• **Given exercise**: Copy out the entries verbatim, from the line containing "the thumb, one" through the end of the entries.

• **Lines of data**:
★ ★ ★ ★ ★
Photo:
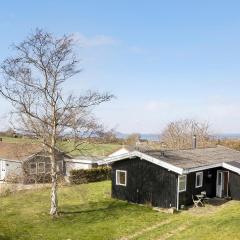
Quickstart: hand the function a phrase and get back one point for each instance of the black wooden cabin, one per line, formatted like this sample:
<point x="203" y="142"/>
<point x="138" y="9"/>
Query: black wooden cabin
<point x="171" y="178"/>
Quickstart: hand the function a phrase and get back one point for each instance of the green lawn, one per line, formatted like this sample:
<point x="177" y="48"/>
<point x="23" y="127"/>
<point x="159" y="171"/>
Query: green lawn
<point x="101" y="149"/>
<point x="87" y="149"/>
<point x="88" y="212"/>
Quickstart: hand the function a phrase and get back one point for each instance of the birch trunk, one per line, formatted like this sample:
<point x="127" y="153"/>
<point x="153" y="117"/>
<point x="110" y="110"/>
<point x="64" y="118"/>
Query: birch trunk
<point x="54" y="197"/>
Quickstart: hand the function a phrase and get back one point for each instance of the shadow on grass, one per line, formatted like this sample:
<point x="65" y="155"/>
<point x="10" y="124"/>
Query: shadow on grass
<point x="94" y="207"/>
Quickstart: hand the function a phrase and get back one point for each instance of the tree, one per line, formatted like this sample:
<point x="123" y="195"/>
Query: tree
<point x="33" y="81"/>
<point x="179" y="134"/>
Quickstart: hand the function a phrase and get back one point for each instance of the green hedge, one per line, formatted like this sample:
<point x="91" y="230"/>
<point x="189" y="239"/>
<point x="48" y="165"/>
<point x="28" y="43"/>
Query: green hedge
<point x="90" y="175"/>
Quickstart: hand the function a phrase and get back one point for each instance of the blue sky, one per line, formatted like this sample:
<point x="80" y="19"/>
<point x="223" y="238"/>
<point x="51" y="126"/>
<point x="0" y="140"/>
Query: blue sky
<point x="164" y="60"/>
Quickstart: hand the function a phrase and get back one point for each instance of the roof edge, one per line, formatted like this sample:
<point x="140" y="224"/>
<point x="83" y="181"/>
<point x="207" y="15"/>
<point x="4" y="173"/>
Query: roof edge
<point x="146" y="157"/>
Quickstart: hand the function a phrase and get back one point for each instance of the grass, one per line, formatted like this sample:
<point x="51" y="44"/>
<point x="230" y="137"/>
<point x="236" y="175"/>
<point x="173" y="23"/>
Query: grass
<point x="88" y="212"/>
<point x="101" y="149"/>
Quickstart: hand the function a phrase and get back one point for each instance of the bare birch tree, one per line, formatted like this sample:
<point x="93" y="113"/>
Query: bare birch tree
<point x="33" y="81"/>
<point x="179" y="134"/>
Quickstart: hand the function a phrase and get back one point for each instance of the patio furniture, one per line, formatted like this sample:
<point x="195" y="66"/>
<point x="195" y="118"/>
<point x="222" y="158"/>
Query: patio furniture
<point x="198" y="200"/>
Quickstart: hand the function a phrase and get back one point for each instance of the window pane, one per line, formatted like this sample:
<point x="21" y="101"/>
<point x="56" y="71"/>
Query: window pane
<point x="199" y="179"/>
<point x="41" y="167"/>
<point x="33" y="168"/>
<point x="121" y="178"/>
<point x="182" y="183"/>
<point x="59" y="166"/>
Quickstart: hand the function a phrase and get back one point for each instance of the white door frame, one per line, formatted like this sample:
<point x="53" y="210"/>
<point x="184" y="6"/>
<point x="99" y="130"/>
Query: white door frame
<point x="219" y="187"/>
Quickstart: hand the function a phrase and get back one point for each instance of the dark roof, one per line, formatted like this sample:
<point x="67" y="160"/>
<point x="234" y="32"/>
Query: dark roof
<point x="193" y="158"/>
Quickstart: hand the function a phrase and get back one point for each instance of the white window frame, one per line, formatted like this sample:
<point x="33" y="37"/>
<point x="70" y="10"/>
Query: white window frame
<point x="43" y="167"/>
<point x="118" y="183"/>
<point x="201" y="179"/>
<point x="30" y="169"/>
<point x="57" y="165"/>
<point x="185" y="188"/>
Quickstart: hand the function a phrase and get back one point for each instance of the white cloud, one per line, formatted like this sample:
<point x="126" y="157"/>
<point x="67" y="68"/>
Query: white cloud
<point x="94" y="41"/>
<point x="138" y="50"/>
<point x="156" y="106"/>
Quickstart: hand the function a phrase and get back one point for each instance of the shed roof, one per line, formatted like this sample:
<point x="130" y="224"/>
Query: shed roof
<point x="199" y="157"/>
<point x="18" y="151"/>
<point x="183" y="161"/>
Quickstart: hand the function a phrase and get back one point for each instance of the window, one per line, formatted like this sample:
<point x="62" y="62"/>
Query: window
<point x="199" y="179"/>
<point x="182" y="183"/>
<point x="41" y="167"/>
<point x="33" y="168"/>
<point x="121" y="177"/>
<point x="59" y="166"/>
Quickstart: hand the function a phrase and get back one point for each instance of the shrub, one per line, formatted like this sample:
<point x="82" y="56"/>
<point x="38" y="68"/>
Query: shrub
<point x="80" y="176"/>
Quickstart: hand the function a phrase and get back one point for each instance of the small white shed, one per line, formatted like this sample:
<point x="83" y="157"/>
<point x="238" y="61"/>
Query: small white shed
<point x="10" y="168"/>
<point x="81" y="163"/>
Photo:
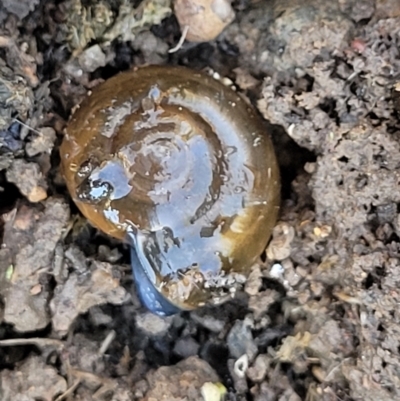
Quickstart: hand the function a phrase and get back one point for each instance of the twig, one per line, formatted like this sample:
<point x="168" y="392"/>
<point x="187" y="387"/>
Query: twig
<point x="69" y="391"/>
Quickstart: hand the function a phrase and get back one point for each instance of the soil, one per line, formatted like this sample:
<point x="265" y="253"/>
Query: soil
<point x="317" y="318"/>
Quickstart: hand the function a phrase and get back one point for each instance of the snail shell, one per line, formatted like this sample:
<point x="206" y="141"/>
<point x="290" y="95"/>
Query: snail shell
<point x="181" y="167"/>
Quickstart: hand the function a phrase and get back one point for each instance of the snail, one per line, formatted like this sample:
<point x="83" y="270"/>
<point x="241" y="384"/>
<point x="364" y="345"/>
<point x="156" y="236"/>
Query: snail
<point x="180" y="167"/>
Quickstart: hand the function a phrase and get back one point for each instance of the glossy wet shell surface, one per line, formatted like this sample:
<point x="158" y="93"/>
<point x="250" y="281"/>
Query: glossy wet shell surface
<point x="181" y="162"/>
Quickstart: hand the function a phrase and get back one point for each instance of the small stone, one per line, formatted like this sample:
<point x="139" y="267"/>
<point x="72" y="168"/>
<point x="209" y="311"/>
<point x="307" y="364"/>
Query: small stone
<point x="204" y="19"/>
<point x="180" y="382"/>
<point x="279" y="247"/>
<point x="153" y="325"/>
<point x="240" y="340"/>
<point x="186" y="346"/>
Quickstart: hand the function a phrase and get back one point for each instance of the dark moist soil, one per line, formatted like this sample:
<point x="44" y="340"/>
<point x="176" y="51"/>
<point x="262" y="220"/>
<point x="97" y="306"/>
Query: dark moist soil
<point x="319" y="315"/>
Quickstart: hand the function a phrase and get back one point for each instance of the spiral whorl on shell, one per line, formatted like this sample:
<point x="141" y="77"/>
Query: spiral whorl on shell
<point x="181" y="167"/>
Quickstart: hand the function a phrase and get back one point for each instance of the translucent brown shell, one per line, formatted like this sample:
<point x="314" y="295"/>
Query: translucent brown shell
<point x="182" y="164"/>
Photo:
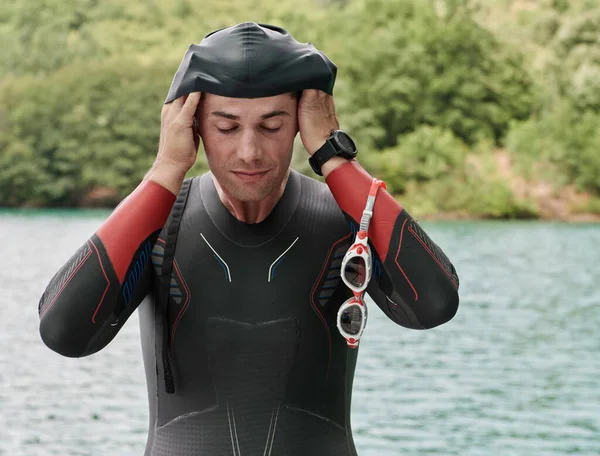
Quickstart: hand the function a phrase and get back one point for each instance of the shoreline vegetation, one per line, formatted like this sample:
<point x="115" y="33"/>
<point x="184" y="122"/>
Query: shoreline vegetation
<point x="468" y="109"/>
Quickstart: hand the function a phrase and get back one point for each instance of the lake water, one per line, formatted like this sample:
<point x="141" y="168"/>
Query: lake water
<point x="516" y="372"/>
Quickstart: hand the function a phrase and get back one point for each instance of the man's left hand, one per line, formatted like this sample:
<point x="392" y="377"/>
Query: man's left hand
<point x="316" y="118"/>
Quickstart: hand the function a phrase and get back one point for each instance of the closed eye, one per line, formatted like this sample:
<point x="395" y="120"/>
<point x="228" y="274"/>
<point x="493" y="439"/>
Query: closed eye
<point x="225" y="131"/>
<point x="231" y="130"/>
<point x="271" y="130"/>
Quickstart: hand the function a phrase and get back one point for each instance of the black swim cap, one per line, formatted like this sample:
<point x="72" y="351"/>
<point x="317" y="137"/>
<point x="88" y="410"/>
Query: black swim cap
<point x="251" y="60"/>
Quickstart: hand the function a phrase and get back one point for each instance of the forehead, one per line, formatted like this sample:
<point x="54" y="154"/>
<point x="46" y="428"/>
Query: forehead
<point x="248" y="106"/>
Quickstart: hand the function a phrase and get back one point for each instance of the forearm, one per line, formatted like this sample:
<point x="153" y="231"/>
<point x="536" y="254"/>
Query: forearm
<point x="417" y="276"/>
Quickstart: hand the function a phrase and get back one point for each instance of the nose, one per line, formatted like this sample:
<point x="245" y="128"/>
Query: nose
<point x="249" y="148"/>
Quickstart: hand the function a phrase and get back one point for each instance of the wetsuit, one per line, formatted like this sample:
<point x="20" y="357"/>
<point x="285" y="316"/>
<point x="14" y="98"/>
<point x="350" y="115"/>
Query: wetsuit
<point x="259" y="366"/>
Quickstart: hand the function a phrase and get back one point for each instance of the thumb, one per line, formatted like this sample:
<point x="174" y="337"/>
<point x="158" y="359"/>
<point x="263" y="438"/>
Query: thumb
★ ★ ★ ★ ★
• **Completed task**:
Quickstart: hand the function a phrase and get back one point for each instance of the thumb, one per line, formatted like this sample:
<point x="174" y="337"/>
<point x="158" y="359"/>
<point x="263" y="438"/>
Query: thumb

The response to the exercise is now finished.